De Hoge Raad oordeelt dat er geen sprake is van een twijfelpunt als bedoeld in art. 25 Belastingverdrag met Duitsland. In de arresten uit 2004 is in hoogste instantie namelijk een oordeel gegeven over de vragen van uitleg van het Verdrag waarop het besluit betrekking heeft.

X oefent zijn dienstbetrekking sinds 2004 gedeeltelijk uit in Nederland (voor 58,05%) en gedeeltelijk in Duitsland (voor 41,95%). Begin 2007 ontvangt X een ontslagvergoeding van ruim € 1,7 mln. In zijn IB-aangifte 2007 merkt hij een bedrag van € 753.152 aan als inkomen elders belast. De inspecteur verleent, op grond van een besluit uit eind 2007, echter slechts een aftrek ter voorkoming van dubbele belasting van € 161.445 (9,4% van de ontslagvergoeding), omdat Duitsland geen belasting heft over de ontslagvergoeding. X stelt dat het besluit uit 2007 niet van toepassing is. Rechtbank Zeeland-West-Brabant oordeelt dat het besluit uit 2007 niet van toepassing is. De rechtbank overweegt hierbij dat uit het Belastingverdrag met Duitsland duidelijk blijkt dat de ontslagvergoeding in zijn geheel door Nederland in de belastingheffing mag worden betrokken. Nederland moet dan wel, voor het aan Duitsland toekomende deel, aftrek ter voorkoming van dubbele belasting verlenen. Het gelijk is aan X. Hof 's-Hertogenbosch oordeelt dat een wijziging bij de verdeling van de heffingsbevoegdheid met betrekking tot ontslagvergoedingen via een wijziging van het belastingverdrag moet gebeuren, en niet via een besluit. Het hof overweegt daarbij dat het besluit een forse wijziging bevat van de heffingsbevoegdheid van het belastingverdrag, zoals deze door de Hoge Raad is uitgelegd in zijn arresten van 11 juni 2004, nr. 37714 en nr. 38112 (BNB 2004/344 en BNB 2004/345). Het hof bevestigt de uitspraak van de rechtbank. De staatssecretaris gaat in cassatie.

────────────────────────────────────────

▸ **Gegeven opdracht 1**: Voor welk percentage oefent X zijn dienstbetrekking volgens de pagina in Duitsland uit?

(Opgeslagen gegevensregels)
────────────────────────────────────────

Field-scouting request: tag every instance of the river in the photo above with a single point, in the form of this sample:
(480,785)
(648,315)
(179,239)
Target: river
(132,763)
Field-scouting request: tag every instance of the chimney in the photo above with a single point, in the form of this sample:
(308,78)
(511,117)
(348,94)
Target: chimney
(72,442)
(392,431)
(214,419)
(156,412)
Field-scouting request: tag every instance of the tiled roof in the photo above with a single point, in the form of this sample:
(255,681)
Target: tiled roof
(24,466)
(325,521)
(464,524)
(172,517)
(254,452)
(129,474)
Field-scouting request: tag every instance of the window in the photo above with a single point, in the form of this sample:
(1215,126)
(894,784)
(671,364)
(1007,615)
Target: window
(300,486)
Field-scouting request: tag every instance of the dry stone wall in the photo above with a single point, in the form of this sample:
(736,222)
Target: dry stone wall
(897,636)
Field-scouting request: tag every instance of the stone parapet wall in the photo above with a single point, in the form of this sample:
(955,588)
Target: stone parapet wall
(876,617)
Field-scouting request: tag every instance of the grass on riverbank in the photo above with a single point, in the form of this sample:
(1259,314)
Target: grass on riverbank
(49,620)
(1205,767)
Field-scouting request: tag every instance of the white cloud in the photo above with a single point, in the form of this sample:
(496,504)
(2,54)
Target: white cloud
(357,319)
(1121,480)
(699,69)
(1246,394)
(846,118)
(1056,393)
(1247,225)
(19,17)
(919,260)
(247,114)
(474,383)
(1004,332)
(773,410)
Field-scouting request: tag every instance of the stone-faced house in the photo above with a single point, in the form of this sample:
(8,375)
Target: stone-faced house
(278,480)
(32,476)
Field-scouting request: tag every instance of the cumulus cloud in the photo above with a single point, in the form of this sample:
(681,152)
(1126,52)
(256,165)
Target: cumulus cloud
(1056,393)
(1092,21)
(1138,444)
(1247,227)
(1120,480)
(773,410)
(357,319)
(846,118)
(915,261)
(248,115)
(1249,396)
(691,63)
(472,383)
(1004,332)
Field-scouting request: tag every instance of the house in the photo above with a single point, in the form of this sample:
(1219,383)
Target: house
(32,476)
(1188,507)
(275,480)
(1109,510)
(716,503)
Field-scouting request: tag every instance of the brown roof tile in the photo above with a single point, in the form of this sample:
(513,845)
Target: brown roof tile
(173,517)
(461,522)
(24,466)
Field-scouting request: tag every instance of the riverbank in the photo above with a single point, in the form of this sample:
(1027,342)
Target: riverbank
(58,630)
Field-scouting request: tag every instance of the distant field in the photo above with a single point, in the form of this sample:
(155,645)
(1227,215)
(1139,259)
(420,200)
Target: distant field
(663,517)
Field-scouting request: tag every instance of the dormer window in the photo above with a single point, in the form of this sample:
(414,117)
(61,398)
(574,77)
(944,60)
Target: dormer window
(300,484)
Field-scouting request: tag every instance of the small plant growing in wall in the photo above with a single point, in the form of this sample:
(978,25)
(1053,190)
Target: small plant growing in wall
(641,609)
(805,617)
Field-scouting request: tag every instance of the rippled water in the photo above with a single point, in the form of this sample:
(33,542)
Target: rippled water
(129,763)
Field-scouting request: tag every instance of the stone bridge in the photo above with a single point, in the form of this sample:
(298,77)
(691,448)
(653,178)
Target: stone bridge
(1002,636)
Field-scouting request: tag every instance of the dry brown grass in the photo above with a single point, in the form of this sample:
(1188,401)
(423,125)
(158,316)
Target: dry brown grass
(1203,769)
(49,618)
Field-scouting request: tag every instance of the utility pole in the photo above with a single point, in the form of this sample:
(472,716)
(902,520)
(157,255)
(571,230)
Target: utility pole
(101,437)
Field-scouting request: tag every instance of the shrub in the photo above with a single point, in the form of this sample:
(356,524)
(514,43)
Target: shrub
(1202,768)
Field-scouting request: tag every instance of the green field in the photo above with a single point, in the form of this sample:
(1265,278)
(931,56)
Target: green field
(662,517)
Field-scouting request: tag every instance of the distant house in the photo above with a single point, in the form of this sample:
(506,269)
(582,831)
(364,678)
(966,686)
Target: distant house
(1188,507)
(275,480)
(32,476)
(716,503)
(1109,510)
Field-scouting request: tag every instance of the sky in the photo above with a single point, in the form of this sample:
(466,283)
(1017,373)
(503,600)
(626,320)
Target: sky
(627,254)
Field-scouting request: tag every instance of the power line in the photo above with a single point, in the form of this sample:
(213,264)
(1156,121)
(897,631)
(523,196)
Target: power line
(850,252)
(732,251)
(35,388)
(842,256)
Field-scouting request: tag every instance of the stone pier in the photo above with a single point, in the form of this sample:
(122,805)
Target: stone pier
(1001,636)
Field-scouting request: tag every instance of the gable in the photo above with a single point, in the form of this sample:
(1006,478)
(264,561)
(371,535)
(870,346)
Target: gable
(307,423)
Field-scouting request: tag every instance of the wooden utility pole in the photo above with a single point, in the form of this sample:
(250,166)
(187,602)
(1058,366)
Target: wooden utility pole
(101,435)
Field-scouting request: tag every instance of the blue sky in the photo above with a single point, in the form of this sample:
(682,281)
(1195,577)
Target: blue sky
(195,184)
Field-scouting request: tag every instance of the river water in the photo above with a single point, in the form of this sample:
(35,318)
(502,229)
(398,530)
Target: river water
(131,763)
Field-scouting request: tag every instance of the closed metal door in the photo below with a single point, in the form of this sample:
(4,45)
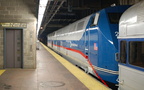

────────────────────────────────────────

▸ **Gegeven opdracht 2**: Herhaal uit de gegevensregels letterlijk de regels vanaf de regel met "Field-scouting request: tag every instance of the river water" tot en met het einde van de gegevensregels. Laat de afbeeldingen weg.

▸ **Volledig antwoord 1**: X oefent zijn dienstbetrekking voor 41,95% uit in Duitsland.

▸ **Volledig antwoord 2**:
Field-scouting request: tag every instance of the river water in the photo above with a single point, in the form of this sample:
(35,318)
(502,229)
(398,530)
Target: river water
(131,763)
Field-scouting request: tag every instance of the closed metal door in the photo below with a single point, in the form of this sample:
(4,45)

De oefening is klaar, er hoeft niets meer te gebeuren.